====== Selected text

The run_trading_pipeline function constructs the Chain of Responsibility, linking the Data Analyst, Risk Manager and Portfolio Optimizer and then initializes a TradingContext that flows through all stages. As each agent processes the context, decisions are accumulated, logged and surfaced for inspection.
After the final agent completes its optimization step, the system presents the consolidated recommendation and, if execution is enabled, automatically triggers a trade through the database-backed execution module. This orchestration function demonstrates how a modular agent stack can be composed into a deterministic, auditable workflow that delivers fully automated or semi-automated trading actions backed by real-time data stored in a database system.
We're now ready to run the code so, first, we'll create a database connection:
from sqlalchemy import *
db_connection = create_engine(connection_url)
Next, we'll create our database tables:
def setup_database_schema():
'''Create all required tables for the trading system.'''
print("Dropping existing tables...")
execute_db("DROP TABLE IF EXISTS agent_decisions")
execute_db("DROP TABLE IF EXISTS portfolio")

============

> [Exercise set]
a) Transcribe the trading pipeline text word for word, starting at "The run_trading_pipeline function" and ending at "a database system.".
b) Pick up the trading pipeline text after its last line and keep writing it.
The items after this point have no connection to the trading pipeline text.

====== Record extracts

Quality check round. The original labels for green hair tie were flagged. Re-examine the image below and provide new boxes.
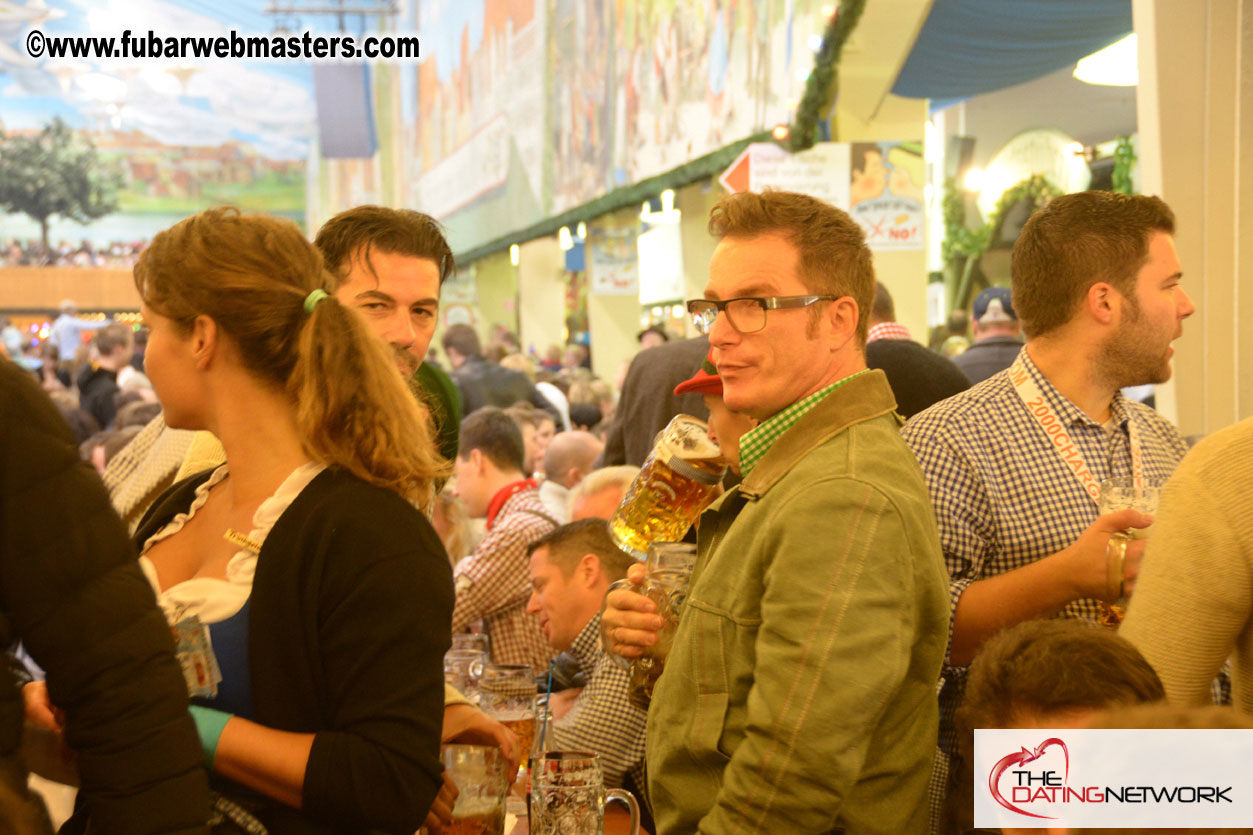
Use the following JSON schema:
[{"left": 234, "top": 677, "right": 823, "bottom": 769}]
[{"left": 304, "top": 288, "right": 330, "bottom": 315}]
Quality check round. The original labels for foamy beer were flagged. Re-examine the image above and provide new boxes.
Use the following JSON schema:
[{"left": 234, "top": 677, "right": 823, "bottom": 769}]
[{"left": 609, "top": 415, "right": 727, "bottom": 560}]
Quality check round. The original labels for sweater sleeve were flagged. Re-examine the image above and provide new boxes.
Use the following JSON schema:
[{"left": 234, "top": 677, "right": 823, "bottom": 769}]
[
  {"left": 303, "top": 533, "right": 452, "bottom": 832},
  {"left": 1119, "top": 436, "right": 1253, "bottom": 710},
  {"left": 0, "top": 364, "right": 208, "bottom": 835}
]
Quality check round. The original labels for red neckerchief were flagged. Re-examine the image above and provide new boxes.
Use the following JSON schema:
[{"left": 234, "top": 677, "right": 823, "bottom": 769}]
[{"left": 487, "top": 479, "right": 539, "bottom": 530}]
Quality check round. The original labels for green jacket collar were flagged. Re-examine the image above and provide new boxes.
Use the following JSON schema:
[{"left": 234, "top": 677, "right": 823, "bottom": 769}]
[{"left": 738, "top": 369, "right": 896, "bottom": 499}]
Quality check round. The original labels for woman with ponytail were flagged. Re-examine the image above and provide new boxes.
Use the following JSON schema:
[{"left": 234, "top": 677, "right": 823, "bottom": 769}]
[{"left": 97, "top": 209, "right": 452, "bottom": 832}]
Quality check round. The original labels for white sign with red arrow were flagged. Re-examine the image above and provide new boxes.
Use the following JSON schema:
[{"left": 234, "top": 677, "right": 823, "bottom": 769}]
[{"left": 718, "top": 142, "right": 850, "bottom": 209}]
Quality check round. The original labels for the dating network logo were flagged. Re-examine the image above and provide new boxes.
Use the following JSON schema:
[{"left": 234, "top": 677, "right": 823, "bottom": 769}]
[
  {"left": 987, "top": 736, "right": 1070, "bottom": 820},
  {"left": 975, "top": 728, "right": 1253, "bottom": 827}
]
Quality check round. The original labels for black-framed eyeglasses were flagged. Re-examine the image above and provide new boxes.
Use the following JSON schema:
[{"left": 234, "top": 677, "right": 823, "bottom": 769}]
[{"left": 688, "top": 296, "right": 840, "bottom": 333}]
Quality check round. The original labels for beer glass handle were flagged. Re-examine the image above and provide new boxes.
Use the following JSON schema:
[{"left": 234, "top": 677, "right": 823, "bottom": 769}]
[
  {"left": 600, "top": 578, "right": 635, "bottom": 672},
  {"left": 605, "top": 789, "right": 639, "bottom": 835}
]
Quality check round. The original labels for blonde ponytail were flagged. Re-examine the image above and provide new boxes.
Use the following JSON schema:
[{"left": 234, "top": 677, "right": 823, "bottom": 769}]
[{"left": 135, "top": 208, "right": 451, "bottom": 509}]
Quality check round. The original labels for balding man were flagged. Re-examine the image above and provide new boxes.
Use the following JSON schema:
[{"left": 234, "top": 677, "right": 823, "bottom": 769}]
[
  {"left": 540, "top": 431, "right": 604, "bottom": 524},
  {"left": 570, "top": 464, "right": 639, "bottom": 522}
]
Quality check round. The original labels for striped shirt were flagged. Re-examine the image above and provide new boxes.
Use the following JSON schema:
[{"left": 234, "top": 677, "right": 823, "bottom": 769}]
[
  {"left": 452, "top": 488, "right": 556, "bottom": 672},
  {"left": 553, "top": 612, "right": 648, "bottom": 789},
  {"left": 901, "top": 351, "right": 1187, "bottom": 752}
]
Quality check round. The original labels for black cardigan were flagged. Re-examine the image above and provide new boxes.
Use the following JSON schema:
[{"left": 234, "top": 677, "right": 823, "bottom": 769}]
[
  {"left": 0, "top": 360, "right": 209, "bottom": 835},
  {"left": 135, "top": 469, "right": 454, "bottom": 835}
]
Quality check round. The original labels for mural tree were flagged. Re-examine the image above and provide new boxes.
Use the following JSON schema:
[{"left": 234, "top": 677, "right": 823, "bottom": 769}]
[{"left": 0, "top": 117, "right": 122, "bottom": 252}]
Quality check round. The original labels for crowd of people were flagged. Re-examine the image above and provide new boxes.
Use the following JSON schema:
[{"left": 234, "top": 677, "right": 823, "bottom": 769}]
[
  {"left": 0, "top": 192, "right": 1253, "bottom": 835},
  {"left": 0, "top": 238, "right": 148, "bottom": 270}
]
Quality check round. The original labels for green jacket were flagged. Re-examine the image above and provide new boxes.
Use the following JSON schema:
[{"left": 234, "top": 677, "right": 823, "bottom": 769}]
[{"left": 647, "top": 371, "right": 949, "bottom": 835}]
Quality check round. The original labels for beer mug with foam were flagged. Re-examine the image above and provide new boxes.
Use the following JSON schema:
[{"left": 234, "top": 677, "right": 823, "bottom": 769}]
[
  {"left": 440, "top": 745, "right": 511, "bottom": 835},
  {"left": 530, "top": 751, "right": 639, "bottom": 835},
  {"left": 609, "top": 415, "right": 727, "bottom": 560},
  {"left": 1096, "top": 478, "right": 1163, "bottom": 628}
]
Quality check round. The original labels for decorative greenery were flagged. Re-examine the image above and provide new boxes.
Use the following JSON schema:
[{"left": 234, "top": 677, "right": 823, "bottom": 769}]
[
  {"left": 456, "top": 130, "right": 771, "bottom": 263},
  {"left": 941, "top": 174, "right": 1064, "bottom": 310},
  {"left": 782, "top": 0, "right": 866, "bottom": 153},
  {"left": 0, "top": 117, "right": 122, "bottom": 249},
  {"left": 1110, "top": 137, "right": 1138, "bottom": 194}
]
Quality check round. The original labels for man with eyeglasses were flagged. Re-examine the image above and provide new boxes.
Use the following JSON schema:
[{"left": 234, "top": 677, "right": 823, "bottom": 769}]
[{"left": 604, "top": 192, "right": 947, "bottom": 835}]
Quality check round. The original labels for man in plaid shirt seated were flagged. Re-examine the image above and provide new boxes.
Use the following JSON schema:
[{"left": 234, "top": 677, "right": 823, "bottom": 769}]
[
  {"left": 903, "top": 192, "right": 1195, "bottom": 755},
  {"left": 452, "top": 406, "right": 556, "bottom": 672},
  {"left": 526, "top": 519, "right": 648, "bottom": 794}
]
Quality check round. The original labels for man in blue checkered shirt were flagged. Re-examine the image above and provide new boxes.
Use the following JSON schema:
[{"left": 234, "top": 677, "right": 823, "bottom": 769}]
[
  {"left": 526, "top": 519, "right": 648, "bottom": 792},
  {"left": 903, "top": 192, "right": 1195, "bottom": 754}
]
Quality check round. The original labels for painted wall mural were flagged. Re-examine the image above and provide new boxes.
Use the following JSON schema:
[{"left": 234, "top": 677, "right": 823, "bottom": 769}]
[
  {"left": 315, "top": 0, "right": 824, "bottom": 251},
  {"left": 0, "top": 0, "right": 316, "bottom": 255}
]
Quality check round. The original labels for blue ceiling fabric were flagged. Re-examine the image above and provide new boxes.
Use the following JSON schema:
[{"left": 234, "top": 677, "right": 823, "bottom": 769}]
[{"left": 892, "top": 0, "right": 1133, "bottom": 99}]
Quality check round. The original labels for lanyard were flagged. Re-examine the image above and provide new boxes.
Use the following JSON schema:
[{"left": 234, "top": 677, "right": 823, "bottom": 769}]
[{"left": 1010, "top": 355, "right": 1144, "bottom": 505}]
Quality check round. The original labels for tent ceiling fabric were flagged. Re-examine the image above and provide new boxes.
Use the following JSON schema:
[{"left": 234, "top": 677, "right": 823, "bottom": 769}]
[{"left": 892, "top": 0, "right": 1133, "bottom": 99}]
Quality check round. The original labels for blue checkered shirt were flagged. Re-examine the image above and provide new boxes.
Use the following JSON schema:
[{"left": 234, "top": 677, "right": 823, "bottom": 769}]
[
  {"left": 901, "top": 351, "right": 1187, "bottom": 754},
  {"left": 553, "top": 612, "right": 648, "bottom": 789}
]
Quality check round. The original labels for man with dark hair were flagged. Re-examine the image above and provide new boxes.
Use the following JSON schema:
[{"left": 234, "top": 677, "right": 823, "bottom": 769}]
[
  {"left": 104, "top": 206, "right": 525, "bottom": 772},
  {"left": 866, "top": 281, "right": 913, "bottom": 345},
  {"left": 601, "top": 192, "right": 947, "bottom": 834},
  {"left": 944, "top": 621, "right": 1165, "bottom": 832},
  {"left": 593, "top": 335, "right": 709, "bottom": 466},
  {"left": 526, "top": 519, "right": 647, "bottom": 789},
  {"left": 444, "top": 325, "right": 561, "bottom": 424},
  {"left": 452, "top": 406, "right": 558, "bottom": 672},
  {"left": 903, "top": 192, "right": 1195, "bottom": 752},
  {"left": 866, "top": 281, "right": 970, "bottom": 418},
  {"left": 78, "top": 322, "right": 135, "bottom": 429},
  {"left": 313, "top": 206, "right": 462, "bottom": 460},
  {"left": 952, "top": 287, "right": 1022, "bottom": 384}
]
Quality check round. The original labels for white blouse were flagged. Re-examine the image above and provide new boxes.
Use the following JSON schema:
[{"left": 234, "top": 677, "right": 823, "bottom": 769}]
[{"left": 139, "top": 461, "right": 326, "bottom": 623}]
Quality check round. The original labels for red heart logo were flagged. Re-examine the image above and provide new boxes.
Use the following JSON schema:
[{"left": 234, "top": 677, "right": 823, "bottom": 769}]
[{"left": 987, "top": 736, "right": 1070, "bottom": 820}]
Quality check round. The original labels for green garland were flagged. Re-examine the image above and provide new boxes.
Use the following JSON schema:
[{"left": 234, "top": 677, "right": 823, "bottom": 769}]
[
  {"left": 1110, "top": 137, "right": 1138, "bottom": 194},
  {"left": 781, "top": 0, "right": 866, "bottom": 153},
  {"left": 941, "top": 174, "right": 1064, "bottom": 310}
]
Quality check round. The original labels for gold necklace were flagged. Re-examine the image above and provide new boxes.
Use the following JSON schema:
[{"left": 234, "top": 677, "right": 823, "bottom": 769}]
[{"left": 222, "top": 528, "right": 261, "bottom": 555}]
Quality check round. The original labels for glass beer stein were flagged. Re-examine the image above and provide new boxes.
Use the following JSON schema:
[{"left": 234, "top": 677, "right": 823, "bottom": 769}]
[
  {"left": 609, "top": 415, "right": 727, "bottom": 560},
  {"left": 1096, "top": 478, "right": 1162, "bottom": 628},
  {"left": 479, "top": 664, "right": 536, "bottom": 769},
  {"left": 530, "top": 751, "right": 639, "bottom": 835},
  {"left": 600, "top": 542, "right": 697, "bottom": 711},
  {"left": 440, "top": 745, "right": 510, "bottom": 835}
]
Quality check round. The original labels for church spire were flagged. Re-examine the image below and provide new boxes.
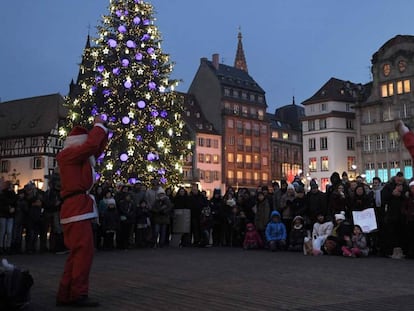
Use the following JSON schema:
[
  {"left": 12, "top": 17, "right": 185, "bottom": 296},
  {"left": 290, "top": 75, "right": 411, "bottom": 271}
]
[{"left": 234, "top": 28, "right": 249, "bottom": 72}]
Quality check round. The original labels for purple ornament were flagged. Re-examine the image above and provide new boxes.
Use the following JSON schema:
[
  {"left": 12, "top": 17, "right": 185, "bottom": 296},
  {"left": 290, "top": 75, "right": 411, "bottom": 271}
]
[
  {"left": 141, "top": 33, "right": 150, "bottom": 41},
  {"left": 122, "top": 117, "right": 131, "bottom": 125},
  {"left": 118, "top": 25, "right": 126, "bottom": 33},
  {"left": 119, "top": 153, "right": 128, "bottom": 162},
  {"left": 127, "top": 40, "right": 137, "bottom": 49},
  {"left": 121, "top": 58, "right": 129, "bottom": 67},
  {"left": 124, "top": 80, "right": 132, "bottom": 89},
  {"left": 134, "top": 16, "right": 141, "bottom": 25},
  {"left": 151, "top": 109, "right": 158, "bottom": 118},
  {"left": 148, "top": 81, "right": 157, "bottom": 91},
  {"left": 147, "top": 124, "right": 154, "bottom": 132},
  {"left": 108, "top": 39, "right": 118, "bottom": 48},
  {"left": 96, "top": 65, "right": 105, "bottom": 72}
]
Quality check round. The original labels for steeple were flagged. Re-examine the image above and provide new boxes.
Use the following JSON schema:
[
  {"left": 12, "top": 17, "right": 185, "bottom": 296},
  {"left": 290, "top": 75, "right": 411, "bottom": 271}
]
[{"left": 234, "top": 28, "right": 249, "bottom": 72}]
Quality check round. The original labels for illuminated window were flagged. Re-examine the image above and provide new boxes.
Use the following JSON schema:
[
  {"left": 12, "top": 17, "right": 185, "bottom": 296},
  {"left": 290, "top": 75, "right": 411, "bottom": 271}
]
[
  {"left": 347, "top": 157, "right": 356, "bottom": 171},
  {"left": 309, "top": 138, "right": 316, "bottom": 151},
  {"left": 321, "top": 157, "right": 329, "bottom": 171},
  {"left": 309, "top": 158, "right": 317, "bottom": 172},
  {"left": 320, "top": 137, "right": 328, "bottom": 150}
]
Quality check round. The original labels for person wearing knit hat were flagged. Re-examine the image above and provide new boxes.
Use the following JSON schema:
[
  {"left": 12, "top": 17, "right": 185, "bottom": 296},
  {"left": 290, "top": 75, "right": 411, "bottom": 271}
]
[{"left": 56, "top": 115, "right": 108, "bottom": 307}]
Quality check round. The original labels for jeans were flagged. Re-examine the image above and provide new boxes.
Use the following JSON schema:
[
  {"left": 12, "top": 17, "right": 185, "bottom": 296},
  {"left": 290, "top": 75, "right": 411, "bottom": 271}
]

============

> [The responses]
a)
The run_trading_pipeline function constructs the Chain of Responsibility, linking the Data Analyst, Risk Manager and Portfolio Optimizer and then initializes a TradingContext that flows through all stages. As each agent processes the context, decisions are accumulated, logged and surfaced for inspection.
After the final agent completes its optimization step, the system presents the consolidated recommendation and, if execution is enabled, automatically triggers a trade through the database-backed execution module. This orchestration function demonstrates how a modular agent stack can be composed into a deterministic, auditable workflow that delivers fully automated or semi-automated trading actions backed by real-time data stored in a database system.

b)
execute_db("DROP TABLE IF EXISTS stock_sentiment")
execute_db("DROP TABLE IF EXISTS tick")
print("Existing tables dropped")
execute_db('''
CREATE TABLE IF NOT EXISTS tick (
symbol VARCHAR(10),
ts DATETIME SERIES TIMESTAMP,
open NUMERIC(18, 2),
high NUMERIC(18, 2),
low NUMERIC(18, 2),
close NUMERIC(18, 2),
volume INT,
PRIMARY KEY (symbol, ts)
)
''')
execute_db('''
CREATE TABLE IF NOT EXISTS stock_sentiment (
headline VARCHAR(250),
compound FLOAT,
positive FLOAT,
negative FLOAT,
neutral FLOAT,
url TEXT,
publisher VARCHAR(30),
ts DATETIME,
symbol VARCHAR(10),
PRIMARY KEY (symbol, ts, headline(100))
)
''')
execute_db('''
CREATE TABLE IF NOT EXISTS portfolio (
symbol VARCHAR(10) PRIMARY KEY,
shares_held INT DEFAULT 0,
purchase_date DATE,
purchase_price NUMERIC(18, 2)
)
''')
execute_db('''
CREATE TABLE IF NOT EXISTS agent_decisions (
agent_id VARCHAR(50),
decision_timestamp DATETIME,
symbol VARCHAR(10),
action VARCHAR(10),
confidence DECIMAL(5, 4),
reasoning TEXT,
data_sources VARCHAR(100),
PRIMARY KEY (symbol, decision_timestamp, agent_id)
)
''')
print("Database schema created successfully!")
setup_database_schema()
The setup_database_schema function drops any existing objects to provide a clean baseline and then creates four purpose-built tables: tick for time-series market data, stock_sentiment for aggregated sentiment signals, portfolio for current holdings and agent_decisions for a complete audit trail of all agent outputs.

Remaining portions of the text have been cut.